Testo in esame:
Giorno per giorno – 08 Dicembre 2014

Carissimi,
“Nel sesto mese, l’angelo Gabriele fu mandato da Dio in una città della Galilea, chiamata Nàzaret, a una vergine, promessa sposa di un uomo della casa di Davide, di nome Giuseppe. La vergine si chiamava Maria. Entrando da lei, disse: Rallègrati, piena di grazia: il Signore è con te” (Lc 1, 26-28). La ragione della festa che celebriamo oggi sta in questi primi versetti del vangelo che ci è proposto, che segue poi raccontando il concepimento di Gesù. Generando così una certa confusione nell’interpretazione del significato che le viene attribuito, riferendola – il che tra l’altro soddisfarebbe i fratelli ortodossi ed evangelici – alle modalità del concepimento di Gesù. La nostra gente non si interessa granché alla formulazione del dogma, di questo e di ogni altro, vuol bene a Maria e sa che ella ci accompagna in questo nostro cammino terreno, con il suo esempio, il suo insegnamento e la sua preghiera. Lei è la “ricolmata di grazia”, che poi è la condizione originaria in cui è posta l’umanità, come quando nasce un figlio e i genitori ne godono l’incanto e l’affidano alla storia sapendo che tutto andrà bene. E la storia, invece, è una storia complicata, dove il dono supremo della libertà ci permette di dire di sì, ma anche di no, al progetto che Dio ha seminato con la vita in noi. E i no e i si, più i no, spesso, che i sì, diventano la cultura e i condizionamenti in cui nasciamo e cresciamo, ed è quello che chiamiamo il peccato originale, che si perpetua lungo i secoli, a cui noi diamo anche il nostro contributo. Maria, quel giorno, fece la sua professione di fede in ciò che riconobbe essere il significato di Dio, che riconsegna l’umanità, ogni volta che la compie, all’innocenza originaria: “Ecco la serva del Signore: avvenga per me secondo la tua parola”. Quando anche noi riusciamo a dirlo, in tutta verità, veniamo associati al mistero di Maria che, per questo è anche simbolo della chiesa e dell’umanità nuova, capace – lei e noi con lei – di generare nuovamente Gesù, il figlio dell’uomo, e perciò ogni Uomo, quando è figlio di Dio. Liberamente e per amore servo di ogni uomo.

In assonanza profonda col significato del tempo di Avvento, oggi si celebra la Festa di Maria, amata da Dio. A gratis. E dell’umanità che essa prefigura.

Materiale presentato:

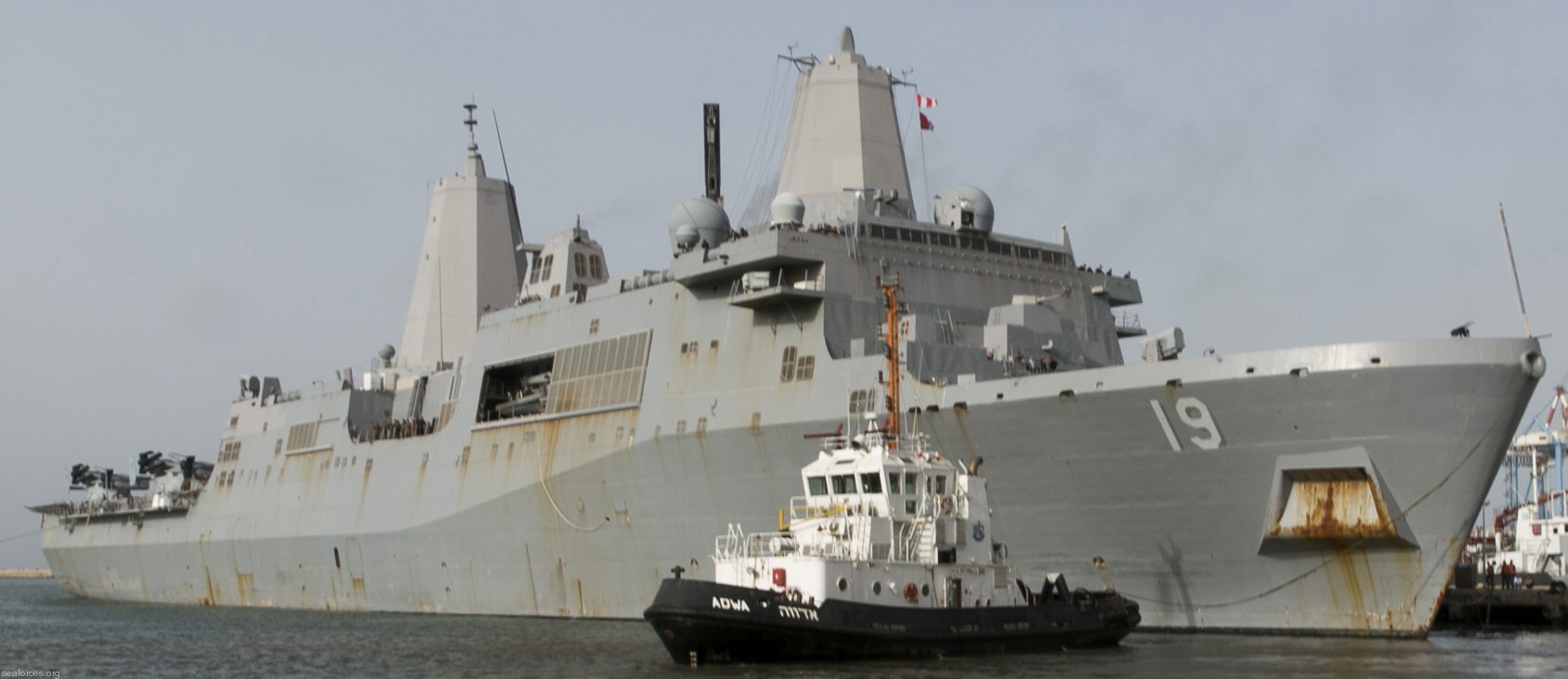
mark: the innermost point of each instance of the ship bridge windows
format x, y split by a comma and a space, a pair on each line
817, 486
870, 483
591, 375
844, 485
970, 242
936, 483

Compiti proposti:
(1) Puoi restituire, copiato alla lettera, tutto il brano del testo in esame che va da "In assonanza profonda" giù fino a "che essa prefigura."?
(2) Quali nomi propri di persona, a parte Dio, compaiono nella citazione evangelica (Lc 1, 26-28) con cui si apre il testo in esame?

Risposte attese:
(1)
In assonanza profonda col significato del tempo di Avvento, oggi si celebra la Festa di Maria, amata da Dio. A gratis. E dell’umanità che essa prefigura.

(2) Gabriele, Davide, Giuseppe, Maria